Pour traiter les évolutions spatio-temporelles du lieu au cours de son histoire, la méthode SyMoGIH introduit une deuxième entité, la « forme concrète du lieu », appelée concrete time specific form. Cette entité représente la reconstitution par l'historien de la forme propre à un lieu, son étendue, ses contours, à un instant spécifique ou durant une période de temps donnée. Comme tout autre objet, la forme concrète est construite par le chercheur, mais, à la différence du lieu qui ne dispose que d’une localisation générique, elle décrit la forme plus ou moins précise attribuée au lieu à une époque donnée, en fonction des sources.
Un lieu sera donc associé à une ou plusieurs formes concrètes que l’historien construit à partir de connaissances tirées des sources, écrites ou cartographiques, qui décrivent les contours du lieu à un moment précis du temps. Un événement historique comme un acte de déboisement ou un feu de forêt ravageant un quartier de forêt peut donner lieu à l’apparition d’une nouvelle forme concrète, munie d’un identifiant unique, indiquant que l’historien a identifié à cet instant un changement significatif concernant l’étendue spatiale ou les contours du lieu.

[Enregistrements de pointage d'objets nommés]
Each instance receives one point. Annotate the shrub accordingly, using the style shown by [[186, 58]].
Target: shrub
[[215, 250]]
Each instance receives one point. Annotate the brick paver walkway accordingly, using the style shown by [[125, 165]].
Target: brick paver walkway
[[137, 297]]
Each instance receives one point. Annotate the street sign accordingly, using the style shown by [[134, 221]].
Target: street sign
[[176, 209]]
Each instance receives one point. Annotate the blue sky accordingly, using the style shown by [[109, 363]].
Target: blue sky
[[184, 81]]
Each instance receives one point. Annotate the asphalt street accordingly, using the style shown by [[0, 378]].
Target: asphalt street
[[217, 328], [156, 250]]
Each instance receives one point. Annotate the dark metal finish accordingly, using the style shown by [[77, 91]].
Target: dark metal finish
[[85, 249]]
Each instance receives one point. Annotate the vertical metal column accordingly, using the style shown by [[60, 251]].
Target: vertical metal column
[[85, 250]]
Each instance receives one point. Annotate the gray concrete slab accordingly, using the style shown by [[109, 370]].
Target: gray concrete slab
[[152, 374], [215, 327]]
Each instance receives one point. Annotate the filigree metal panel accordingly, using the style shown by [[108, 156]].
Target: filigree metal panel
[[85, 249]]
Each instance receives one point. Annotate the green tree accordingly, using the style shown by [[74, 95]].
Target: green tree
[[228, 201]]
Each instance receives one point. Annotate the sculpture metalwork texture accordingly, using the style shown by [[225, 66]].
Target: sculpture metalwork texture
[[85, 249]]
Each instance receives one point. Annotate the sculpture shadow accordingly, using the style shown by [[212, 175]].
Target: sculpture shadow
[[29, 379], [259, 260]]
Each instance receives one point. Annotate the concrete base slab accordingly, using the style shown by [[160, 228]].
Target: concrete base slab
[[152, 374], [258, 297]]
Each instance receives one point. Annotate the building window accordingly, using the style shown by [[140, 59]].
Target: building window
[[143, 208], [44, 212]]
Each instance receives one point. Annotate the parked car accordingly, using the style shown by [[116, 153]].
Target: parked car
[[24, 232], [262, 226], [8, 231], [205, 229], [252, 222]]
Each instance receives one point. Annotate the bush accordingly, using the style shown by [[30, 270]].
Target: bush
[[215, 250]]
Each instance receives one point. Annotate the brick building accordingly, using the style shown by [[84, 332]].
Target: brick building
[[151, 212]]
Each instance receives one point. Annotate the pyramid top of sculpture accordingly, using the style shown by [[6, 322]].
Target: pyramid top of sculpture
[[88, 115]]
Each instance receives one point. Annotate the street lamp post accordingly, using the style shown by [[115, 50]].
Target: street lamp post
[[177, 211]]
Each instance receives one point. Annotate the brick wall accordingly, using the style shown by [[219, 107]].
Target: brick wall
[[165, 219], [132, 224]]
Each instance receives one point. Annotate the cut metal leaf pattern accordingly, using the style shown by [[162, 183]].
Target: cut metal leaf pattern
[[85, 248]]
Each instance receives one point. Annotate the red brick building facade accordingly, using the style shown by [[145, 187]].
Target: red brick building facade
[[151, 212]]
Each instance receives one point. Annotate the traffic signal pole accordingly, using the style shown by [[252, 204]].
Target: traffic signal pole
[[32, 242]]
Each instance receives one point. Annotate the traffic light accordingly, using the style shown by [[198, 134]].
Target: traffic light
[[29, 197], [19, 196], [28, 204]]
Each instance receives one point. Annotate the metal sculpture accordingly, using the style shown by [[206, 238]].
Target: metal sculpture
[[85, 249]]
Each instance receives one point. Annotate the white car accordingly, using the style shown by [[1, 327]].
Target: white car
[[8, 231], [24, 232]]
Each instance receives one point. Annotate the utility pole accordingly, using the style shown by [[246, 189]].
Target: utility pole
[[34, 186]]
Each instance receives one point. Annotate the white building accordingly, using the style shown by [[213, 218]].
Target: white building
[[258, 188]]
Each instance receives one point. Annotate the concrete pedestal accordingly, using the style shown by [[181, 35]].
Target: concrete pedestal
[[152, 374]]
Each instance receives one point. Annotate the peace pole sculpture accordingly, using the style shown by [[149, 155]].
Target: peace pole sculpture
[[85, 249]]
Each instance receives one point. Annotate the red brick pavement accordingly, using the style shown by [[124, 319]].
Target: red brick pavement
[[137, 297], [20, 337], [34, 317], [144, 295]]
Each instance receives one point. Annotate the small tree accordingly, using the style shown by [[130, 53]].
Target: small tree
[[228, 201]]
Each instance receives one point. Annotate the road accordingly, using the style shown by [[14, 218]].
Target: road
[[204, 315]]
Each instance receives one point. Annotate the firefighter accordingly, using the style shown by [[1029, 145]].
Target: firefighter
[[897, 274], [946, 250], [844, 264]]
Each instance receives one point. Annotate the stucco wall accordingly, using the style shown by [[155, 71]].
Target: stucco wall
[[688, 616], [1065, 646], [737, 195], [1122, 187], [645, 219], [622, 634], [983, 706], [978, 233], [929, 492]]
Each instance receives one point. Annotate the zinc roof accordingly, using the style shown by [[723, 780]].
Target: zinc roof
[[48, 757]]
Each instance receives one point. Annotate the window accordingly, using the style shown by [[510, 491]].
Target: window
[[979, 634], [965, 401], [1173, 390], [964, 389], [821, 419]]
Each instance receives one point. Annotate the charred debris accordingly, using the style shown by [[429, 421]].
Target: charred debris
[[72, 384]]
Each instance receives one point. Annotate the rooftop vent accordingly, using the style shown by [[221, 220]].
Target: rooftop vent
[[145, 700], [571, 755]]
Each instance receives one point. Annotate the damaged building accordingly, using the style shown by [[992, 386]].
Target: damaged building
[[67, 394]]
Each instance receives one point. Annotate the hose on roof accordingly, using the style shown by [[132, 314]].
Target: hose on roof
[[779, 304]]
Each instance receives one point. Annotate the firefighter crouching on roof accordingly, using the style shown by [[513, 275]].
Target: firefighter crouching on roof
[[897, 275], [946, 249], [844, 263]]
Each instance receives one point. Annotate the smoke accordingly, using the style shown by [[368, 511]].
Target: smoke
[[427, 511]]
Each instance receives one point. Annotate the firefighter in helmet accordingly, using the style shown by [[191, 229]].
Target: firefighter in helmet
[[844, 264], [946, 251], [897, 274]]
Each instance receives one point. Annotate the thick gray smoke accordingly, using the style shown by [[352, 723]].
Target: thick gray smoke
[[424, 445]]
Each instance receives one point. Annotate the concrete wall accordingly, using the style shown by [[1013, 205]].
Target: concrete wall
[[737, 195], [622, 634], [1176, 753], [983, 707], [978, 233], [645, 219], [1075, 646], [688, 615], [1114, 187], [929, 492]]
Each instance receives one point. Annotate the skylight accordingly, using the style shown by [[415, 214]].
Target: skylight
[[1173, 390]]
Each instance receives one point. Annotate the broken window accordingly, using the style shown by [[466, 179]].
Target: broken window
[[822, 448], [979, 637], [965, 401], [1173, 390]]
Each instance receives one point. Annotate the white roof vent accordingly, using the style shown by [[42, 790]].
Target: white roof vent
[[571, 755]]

*TÂCHES À FAIRE*
• 1. Recopiez sans modification le passage du texte sur la méthode SyMoGIH qui va de « Pour traiter les » jusqu'à « fonction des sources. ».
• 2. Restituez à l'identique les lignes de la liste qui vont de celle contenant « Each instance receives one point. Annotate the brick paver » jusqu'à celle contenant « [[176, 209]] », toutes deux comprises.

*RÉPONSES ATTENDUES*
• 1.
Pour traiter les évolutions spatio-temporelles du lieu au cours de son histoire, la méthode SyMoGIH introduit une deuxième entité, la « forme concrète du lieu », appelée concrete time specific form. Cette entité représente la reconstitution par l'historien de la forme propre à un lieu, son étendue, ses contours, à un instant spécifique ou durant une période de temps donnée. Comme tout autre objet, la forme concrète est construite par le chercheur, mais, à la différence du lieu qui ne dispose que d’une localisation générique, elle décrit la forme plus ou moins précise attribuée au lieu à une époque donnée, en fonction des sources.

• 2.
Each instance receives one point. Annotate the brick paver walkway accordingly, using the style shown by [[125, 165]].
Target: brick paver walkway
[[137, 297]]
Each instance receives one point. Annotate the street sign accordingly, using the style shown by [[134, 221]].
Target: street sign
[[176, 209]]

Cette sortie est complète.